## Document text:
================

One Day the Soldiers Came - Charles London [96]
But the Jewish community who remained in Bosnia—some two thousand of them—never forgot who they were, though they generally tried to stay below the radar of nationalist debates. They tended the old cemetery in the hills, where the graves dated back to the sixteenth century. They maintained the old Sephardic synagogue in the Turkish quarter; they understood how easily a people could be lost, despite the illusion of harmony and prosperity, and how dangerous the revival of ethnic nationalism could be. They also remembered the great kindness many of their neighbors had shown them during the Nazi time. Perhaps more than any group in Yugoslavia, they remembered the sting of war, which put them in an historically unique position in the early nineties: the ethnic conflict that erupted was not about the Jews.
At their annual meeting in Belgrade in June 1991, arguments between the Jews of Serbia and Croatia broke out over the question of independence. That month, Slovenia and Croatia had declared their independence from Yugoslavia—something Belgrade opposed because 12 percent of Croatia’s population was Serbian. The arguments between the Jews living in Serbia and the Jews from Croatia were fierce. There were loyalties among the Jews, of course, but these Jews were also members of nations and not completely immune to the patriotic fervor of the time. The Croatian Jews argued for the necessity of an independent Croatia, while the Serbian Jews argued with equal vigor for the maintenance of a state led by Belgrade.
The Bosnian Jews found themselves isolated from the other Jewish communities, who spent much of the meeting arguing with each other. Loyalties divided between the family of Yugoslavian Jewry (who had met together every year since the end of World War II) and the national identity of the Jewish members. The tensions at the meeting made it clear that greater violence was coming. If the Jewish communities fell to bickering among themselves, what would happen between the other ethnic groups?
Jacob Finci, the head of La Benevolencija, the humanitarian arm of the Bosnian Jewish community at the time, recalls a visit to the beach in Croatia that summer when, in the parking lot, he experienced of shudder of terror. A group of men draped a Croatian flag over their car and stood around it drinking and singing patriotic songs. What struck Jacob was how much the nationalist flag of Croatia resembled the flag he had seen as young boy, fifty years earlier: the flag of the Ustashe, the Croatian Fascists. It was then that he was certain there would be no more peace in the Yugoslavia.

================

## Given problem 1:
Return the passage on the Jews of Bosnia word for word, starting at the words "Jacob Finci, the" and ending after "in the Yugoslavia.".
## Given problem 2:
Carry the passage on the Jews of Bosnia forward from its final sentence.

## Provided information:
================

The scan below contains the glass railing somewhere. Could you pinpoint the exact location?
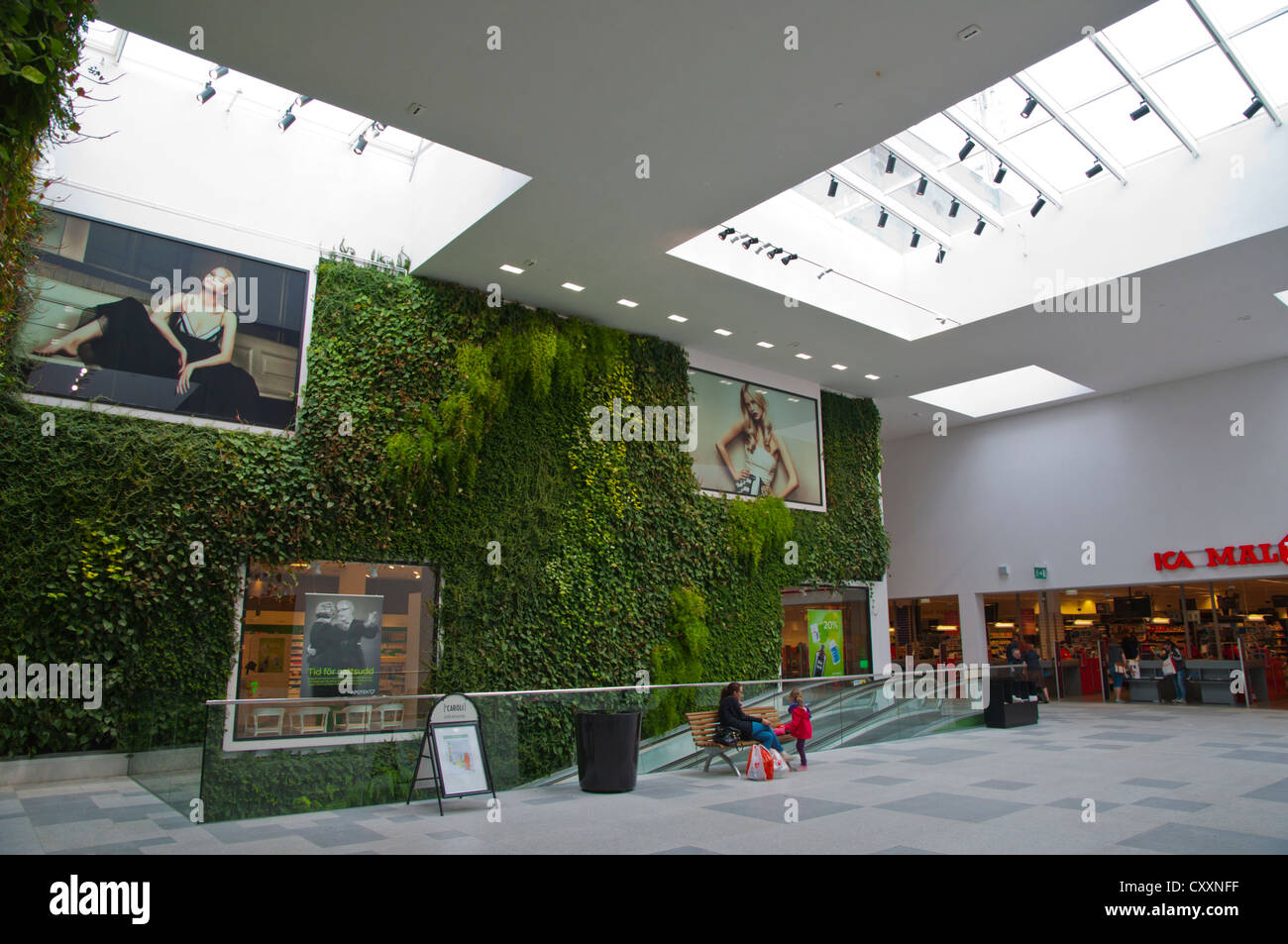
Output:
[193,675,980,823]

================

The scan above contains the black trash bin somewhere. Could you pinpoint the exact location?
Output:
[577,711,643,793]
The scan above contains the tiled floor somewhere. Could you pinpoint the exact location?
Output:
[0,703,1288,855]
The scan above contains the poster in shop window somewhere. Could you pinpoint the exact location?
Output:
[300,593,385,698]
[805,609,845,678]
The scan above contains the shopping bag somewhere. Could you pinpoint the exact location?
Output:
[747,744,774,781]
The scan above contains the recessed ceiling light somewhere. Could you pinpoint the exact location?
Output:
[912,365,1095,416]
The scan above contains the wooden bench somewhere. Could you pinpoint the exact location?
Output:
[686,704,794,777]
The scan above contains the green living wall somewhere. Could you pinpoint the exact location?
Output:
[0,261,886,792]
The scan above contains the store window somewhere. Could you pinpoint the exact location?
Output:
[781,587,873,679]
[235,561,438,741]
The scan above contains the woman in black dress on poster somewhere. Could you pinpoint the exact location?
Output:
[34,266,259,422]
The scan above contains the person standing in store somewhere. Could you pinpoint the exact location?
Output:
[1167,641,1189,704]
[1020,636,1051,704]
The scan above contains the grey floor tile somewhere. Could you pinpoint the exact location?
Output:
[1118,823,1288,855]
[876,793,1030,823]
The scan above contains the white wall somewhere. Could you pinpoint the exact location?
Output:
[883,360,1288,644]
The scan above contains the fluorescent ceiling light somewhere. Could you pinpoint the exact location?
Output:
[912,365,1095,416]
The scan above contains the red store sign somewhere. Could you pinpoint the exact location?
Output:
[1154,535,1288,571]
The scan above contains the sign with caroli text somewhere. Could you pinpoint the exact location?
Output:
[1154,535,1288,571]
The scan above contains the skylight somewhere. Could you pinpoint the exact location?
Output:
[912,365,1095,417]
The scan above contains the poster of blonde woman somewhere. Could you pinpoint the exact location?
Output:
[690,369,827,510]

================

## Written response 1:
Jacob Finci, the head of La Benevolencija, the humanitarian arm of the Bosnian Jewish community at the time, recalls a visit to the beach in Croatia that summer when, in the parking lot, he experienced of shudder of terror. A group of men draped a Croatian flag over their car and stood around it drinking and singing patriotic songs. What struck Jacob was how much the nationalist flag of Croatia resembled the flag he had seen as young boy, fifty years earlier: the flag of the Ustashe, the Croatian Fascists. It was then that he was certain there would be no more peace in the Yugoslavia.

## Written response 2:
As independence movements stirred throughout the Balkans, tensions were highest in his home country of Bosnia, the most ethnically mixed of the former republics of Yugoslavia. Radovan Karadzic, the leader of the Bosnian Serbs and a trained psychiatrist (and, oddly, an amateur poet of mediocre ability), stated that if Bosnia tried to declare its independence, they would be on a “highway of hell.”
When the Bosnian parliament overwhelmingly passed a referendum on independence in April 1992, the Serb MPs boycotted the vote. Soon afterwards, both sides erected barricades around the city.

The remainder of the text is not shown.